TRY IT:
Can you reproduce the data beneath, keeping every line exact?
··· AVAILABLE DATA
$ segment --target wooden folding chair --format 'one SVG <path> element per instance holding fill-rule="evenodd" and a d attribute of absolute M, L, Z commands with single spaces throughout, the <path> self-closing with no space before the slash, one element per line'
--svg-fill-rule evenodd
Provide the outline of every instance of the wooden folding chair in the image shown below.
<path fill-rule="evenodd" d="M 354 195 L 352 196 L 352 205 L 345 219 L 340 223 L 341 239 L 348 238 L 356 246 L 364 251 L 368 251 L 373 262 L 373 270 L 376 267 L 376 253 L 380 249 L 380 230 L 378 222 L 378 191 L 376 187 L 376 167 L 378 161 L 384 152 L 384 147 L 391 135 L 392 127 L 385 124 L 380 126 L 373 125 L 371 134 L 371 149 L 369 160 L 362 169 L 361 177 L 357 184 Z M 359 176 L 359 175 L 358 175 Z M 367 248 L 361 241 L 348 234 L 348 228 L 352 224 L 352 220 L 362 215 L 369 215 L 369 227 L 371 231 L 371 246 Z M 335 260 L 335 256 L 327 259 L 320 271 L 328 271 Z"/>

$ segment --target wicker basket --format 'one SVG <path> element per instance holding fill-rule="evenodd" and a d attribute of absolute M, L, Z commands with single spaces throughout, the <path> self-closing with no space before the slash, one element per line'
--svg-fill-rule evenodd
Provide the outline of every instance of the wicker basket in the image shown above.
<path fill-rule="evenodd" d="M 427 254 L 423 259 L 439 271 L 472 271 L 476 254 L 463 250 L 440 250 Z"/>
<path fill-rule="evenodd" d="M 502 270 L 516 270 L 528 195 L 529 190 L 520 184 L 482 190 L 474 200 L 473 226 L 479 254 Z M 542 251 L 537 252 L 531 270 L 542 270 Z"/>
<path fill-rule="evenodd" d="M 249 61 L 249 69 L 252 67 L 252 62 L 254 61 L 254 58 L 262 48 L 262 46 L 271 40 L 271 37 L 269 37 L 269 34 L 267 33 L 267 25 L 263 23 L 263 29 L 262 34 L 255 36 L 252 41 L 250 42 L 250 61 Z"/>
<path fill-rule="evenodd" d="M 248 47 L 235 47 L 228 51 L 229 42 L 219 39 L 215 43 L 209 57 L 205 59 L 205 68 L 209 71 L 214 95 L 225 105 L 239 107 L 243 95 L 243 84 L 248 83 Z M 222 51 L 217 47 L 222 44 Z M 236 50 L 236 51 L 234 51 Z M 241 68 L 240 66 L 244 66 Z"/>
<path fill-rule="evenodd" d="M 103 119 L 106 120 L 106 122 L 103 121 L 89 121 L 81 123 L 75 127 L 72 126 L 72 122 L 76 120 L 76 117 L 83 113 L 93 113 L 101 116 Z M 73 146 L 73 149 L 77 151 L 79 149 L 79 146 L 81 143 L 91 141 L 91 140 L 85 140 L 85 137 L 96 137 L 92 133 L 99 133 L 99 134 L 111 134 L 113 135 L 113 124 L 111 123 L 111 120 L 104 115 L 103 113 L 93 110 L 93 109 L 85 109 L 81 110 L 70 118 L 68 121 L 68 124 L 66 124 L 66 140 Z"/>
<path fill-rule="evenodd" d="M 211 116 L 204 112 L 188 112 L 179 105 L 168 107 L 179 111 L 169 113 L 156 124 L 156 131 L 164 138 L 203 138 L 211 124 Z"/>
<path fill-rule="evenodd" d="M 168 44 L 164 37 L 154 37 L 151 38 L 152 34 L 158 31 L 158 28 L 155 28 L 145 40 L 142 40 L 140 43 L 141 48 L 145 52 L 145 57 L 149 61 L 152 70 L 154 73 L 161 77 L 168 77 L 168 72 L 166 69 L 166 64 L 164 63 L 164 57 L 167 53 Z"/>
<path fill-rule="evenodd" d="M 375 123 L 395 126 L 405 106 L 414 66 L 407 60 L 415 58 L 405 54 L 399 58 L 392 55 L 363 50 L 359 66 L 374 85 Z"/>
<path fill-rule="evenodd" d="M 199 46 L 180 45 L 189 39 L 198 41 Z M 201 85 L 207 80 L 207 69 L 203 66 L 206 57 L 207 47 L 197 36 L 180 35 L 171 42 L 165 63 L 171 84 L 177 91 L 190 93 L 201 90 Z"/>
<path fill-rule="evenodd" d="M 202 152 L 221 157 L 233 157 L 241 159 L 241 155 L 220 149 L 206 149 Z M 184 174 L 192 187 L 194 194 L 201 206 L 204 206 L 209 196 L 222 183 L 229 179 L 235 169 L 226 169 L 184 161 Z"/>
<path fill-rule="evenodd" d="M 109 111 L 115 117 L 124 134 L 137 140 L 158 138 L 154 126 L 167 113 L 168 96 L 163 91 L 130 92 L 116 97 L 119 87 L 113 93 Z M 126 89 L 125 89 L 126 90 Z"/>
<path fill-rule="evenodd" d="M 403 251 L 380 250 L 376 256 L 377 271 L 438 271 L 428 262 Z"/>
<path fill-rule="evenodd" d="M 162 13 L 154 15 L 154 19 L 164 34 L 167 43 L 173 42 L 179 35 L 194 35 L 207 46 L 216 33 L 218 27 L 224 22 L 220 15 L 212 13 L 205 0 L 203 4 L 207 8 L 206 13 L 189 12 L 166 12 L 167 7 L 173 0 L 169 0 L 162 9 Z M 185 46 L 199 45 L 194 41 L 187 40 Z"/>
······
SOLUTION FOR THIS EXERCISE:
$ segment --target wooden folding chair --format 'one SVG <path> element per instance holding fill-rule="evenodd" and a d attribute of absolute M, L, Z commands with single spaces throughout, the <path> self-closing with no space before the slash, one element per line'
--svg-fill-rule evenodd
Provide the outline of every instance of the wooden folding chair in the image shown below.
<path fill-rule="evenodd" d="M 354 195 L 352 196 L 352 205 L 345 219 L 340 223 L 341 239 L 348 238 L 356 246 L 364 251 L 368 251 L 373 262 L 373 270 L 376 267 L 376 253 L 380 249 L 380 230 L 378 222 L 378 191 L 376 187 L 376 167 L 378 161 L 384 152 L 384 147 L 391 135 L 392 127 L 385 124 L 380 126 L 373 125 L 371 134 L 371 149 L 369 160 L 362 169 L 361 177 L 357 184 Z M 359 176 L 359 175 L 358 175 Z M 367 248 L 361 241 L 348 234 L 348 228 L 352 224 L 352 220 L 362 215 L 369 215 L 369 227 L 371 231 L 371 246 Z M 335 260 L 335 256 L 327 259 L 320 271 L 328 271 Z"/>

$ segment --target wicker basket --format 'one SVG <path> element per instance holding fill-rule="evenodd" and a d attribute of absolute M, L, Z commands with single spaces throughout, the <path> self-closing with no space before the slash, one element per line'
--svg-fill-rule evenodd
Provide the outline of every instance of the wicker basket in the image shown above.
<path fill-rule="evenodd" d="M 427 254 L 423 259 L 439 271 L 472 271 L 476 254 L 463 250 L 440 250 Z"/>
<path fill-rule="evenodd" d="M 502 270 L 516 270 L 528 195 L 529 190 L 520 184 L 482 190 L 474 200 L 473 226 L 479 254 Z M 542 251 L 537 252 L 531 270 L 542 270 Z"/>
<path fill-rule="evenodd" d="M 249 61 L 249 69 L 252 67 L 252 62 L 254 61 L 254 58 L 262 48 L 262 46 L 271 40 L 271 37 L 269 37 L 269 34 L 267 33 L 267 25 L 263 23 L 263 29 L 262 34 L 255 36 L 252 41 L 250 42 L 250 61 Z"/>
<path fill-rule="evenodd" d="M 248 47 L 235 47 L 228 51 L 229 42 L 219 39 L 215 43 L 209 57 L 205 59 L 205 68 L 209 71 L 214 95 L 225 105 L 239 107 L 243 95 L 243 84 L 248 83 Z M 222 51 L 217 47 L 222 44 Z M 236 50 L 236 51 L 234 51 Z M 241 68 L 240 66 L 244 66 Z"/>
<path fill-rule="evenodd" d="M 103 119 L 106 120 L 106 122 L 103 121 L 89 121 L 81 123 L 75 127 L 72 126 L 72 122 L 76 120 L 76 117 L 83 113 L 93 113 L 101 116 Z M 73 146 L 73 149 L 77 151 L 79 149 L 79 146 L 81 143 L 91 141 L 91 140 L 85 140 L 85 137 L 96 137 L 92 133 L 99 133 L 99 134 L 111 134 L 113 135 L 113 124 L 111 123 L 111 120 L 104 115 L 103 113 L 93 110 L 93 109 L 85 109 L 81 110 L 70 118 L 68 121 L 68 124 L 66 124 L 66 140 Z"/>
<path fill-rule="evenodd" d="M 211 116 L 204 112 L 188 112 L 179 105 L 168 107 L 179 111 L 169 113 L 156 124 L 156 131 L 164 138 L 203 138 L 211 124 Z"/>
<path fill-rule="evenodd" d="M 168 44 L 164 37 L 154 37 L 151 38 L 152 34 L 158 31 L 158 28 L 155 28 L 145 40 L 142 40 L 140 43 L 141 48 L 145 52 L 145 57 L 149 61 L 152 70 L 154 73 L 161 77 L 168 77 L 168 72 L 166 69 L 166 64 L 164 63 L 164 57 L 167 53 Z"/>
<path fill-rule="evenodd" d="M 375 123 L 395 126 L 405 106 L 414 66 L 407 60 L 415 58 L 405 54 L 399 58 L 392 55 L 363 50 L 359 66 L 374 85 Z"/>
<path fill-rule="evenodd" d="M 199 46 L 180 45 L 189 39 L 198 41 Z M 201 85 L 207 80 L 207 69 L 203 66 L 206 57 L 207 47 L 197 36 L 180 35 L 171 42 L 165 63 L 171 84 L 177 91 L 190 93 L 201 90 Z"/>
<path fill-rule="evenodd" d="M 202 152 L 221 157 L 233 157 L 241 159 L 241 155 L 220 149 L 206 149 Z M 184 174 L 192 187 L 194 194 L 201 206 L 204 206 L 209 196 L 222 183 L 229 179 L 235 169 L 226 169 L 184 161 Z"/>
<path fill-rule="evenodd" d="M 109 111 L 115 117 L 124 134 L 137 140 L 158 138 L 154 126 L 167 113 L 168 96 L 163 91 L 130 92 L 116 97 L 119 87 L 113 93 Z M 126 89 L 125 89 L 126 90 Z"/>
<path fill-rule="evenodd" d="M 403 251 L 380 250 L 376 256 L 377 271 L 438 271 L 428 262 Z"/>
<path fill-rule="evenodd" d="M 162 13 L 154 15 L 154 19 L 164 34 L 167 43 L 173 42 L 179 35 L 194 35 L 207 46 L 216 33 L 218 27 L 224 22 L 220 15 L 212 13 L 205 0 L 203 4 L 207 8 L 206 13 L 189 12 L 166 12 L 167 7 L 173 0 L 169 0 L 162 9 Z M 185 46 L 199 45 L 194 41 L 187 40 Z"/>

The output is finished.